[Data extracted from a collection]
########

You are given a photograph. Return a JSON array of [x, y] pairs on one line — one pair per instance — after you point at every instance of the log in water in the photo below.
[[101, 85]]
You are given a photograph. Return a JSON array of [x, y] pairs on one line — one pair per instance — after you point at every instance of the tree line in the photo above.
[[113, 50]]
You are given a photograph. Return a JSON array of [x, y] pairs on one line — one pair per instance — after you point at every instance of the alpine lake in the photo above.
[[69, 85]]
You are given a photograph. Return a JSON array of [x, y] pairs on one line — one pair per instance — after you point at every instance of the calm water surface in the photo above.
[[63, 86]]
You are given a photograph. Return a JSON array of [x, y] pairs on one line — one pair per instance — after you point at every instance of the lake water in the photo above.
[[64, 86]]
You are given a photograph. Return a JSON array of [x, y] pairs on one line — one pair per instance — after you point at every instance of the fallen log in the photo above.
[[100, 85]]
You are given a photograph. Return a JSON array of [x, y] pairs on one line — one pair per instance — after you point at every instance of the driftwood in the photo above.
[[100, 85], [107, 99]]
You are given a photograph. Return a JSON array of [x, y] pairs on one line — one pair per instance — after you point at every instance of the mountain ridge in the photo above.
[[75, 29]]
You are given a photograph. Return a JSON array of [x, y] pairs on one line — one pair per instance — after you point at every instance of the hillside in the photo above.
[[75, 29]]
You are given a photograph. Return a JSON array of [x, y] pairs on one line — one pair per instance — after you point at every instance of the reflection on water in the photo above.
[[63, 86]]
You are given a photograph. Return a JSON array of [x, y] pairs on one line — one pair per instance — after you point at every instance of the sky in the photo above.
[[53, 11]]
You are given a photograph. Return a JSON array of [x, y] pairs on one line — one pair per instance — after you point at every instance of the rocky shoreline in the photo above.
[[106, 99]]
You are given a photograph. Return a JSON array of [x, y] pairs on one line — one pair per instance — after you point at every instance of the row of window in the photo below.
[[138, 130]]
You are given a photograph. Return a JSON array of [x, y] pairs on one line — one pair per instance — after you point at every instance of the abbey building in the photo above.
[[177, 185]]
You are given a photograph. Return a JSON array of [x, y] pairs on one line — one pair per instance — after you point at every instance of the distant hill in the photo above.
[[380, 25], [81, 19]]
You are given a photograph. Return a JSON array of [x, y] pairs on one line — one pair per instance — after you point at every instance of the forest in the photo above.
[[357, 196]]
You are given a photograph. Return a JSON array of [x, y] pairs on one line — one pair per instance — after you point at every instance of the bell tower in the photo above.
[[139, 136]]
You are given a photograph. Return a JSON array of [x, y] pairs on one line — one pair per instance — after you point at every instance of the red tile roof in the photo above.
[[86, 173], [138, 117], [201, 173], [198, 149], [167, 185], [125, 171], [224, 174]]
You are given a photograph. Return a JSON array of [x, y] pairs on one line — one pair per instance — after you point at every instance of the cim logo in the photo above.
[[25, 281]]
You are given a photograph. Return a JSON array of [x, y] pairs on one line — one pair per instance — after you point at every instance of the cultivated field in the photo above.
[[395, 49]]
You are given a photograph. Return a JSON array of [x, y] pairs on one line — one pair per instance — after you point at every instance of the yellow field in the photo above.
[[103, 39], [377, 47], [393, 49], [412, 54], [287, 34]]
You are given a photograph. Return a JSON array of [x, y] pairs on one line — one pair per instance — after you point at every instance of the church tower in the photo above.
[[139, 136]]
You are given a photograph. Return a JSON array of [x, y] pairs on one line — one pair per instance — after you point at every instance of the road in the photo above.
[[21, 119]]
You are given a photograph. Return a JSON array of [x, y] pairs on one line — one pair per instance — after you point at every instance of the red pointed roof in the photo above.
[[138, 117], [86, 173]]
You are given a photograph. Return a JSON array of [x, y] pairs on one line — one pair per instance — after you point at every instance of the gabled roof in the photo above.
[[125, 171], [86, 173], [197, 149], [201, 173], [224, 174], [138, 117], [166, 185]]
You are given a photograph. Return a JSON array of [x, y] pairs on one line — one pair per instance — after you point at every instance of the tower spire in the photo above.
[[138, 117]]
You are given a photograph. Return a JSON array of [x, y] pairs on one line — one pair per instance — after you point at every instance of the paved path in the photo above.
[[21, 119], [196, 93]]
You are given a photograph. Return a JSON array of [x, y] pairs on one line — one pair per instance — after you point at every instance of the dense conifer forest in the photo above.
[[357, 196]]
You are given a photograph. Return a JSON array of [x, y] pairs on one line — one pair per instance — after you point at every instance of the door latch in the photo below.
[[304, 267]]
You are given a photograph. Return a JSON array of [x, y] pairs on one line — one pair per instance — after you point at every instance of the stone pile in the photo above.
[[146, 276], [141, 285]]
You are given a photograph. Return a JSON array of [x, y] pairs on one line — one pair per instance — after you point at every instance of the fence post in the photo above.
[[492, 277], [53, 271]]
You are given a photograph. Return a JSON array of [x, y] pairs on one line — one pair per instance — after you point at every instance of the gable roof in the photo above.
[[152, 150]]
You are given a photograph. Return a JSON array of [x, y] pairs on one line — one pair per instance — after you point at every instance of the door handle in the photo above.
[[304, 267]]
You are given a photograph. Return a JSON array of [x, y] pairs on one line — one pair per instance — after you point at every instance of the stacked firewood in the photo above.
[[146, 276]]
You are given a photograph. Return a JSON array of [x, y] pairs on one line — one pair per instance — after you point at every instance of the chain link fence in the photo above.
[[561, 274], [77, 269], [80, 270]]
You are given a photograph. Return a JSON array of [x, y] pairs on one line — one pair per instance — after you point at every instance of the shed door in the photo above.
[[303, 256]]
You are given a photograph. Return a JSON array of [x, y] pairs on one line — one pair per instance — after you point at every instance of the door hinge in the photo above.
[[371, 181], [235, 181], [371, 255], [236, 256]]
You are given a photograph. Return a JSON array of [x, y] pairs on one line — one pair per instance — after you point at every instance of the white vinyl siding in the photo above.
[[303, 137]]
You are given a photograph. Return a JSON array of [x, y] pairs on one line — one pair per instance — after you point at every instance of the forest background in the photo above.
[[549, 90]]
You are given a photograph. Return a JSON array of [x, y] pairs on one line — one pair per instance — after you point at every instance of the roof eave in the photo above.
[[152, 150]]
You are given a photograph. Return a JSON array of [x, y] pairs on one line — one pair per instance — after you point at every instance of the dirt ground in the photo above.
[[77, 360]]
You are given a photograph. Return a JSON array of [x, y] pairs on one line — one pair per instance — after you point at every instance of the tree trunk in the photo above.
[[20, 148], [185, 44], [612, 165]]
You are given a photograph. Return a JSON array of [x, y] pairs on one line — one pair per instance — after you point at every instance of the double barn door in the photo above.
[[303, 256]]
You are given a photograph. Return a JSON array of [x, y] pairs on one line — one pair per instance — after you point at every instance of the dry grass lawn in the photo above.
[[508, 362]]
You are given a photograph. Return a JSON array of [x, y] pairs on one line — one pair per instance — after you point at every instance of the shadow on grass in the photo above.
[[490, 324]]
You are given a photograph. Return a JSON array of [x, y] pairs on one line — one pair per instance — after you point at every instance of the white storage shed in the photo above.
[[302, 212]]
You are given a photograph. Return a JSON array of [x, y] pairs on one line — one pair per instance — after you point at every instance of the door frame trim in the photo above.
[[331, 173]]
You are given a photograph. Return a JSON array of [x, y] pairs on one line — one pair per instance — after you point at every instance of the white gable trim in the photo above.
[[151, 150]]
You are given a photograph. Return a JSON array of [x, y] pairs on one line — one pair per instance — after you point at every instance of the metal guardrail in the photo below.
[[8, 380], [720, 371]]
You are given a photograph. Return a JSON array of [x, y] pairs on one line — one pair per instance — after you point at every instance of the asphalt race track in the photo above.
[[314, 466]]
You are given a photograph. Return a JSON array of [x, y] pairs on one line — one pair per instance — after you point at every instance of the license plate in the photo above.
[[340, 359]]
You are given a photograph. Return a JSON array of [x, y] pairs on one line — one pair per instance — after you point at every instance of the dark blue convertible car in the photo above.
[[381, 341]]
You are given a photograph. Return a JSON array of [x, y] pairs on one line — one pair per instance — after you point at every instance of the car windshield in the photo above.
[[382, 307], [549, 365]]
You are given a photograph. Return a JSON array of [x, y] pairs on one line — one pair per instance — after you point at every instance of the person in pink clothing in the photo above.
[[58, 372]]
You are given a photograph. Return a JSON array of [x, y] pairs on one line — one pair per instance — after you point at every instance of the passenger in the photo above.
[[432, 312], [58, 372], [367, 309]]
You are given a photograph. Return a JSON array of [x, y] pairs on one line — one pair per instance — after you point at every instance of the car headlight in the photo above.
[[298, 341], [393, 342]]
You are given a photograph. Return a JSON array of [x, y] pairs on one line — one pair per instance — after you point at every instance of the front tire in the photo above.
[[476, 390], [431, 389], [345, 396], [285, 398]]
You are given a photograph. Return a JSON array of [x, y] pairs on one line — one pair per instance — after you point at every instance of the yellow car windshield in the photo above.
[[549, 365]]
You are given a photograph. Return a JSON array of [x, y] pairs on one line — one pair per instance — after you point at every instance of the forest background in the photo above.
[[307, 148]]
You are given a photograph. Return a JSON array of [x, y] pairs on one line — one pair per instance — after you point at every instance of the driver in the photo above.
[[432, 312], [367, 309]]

########

# Task instructions:
All lines from the one with "driver in the photo above." through the end of the records need to be copied exactly, and no other lines.

# Completed task:
You are given a photograph. Return a JSON array of [x, y] pairs on one line — one pair per instance — after you point at every instance of the driver in the photo above.
[[432, 312], [367, 309]]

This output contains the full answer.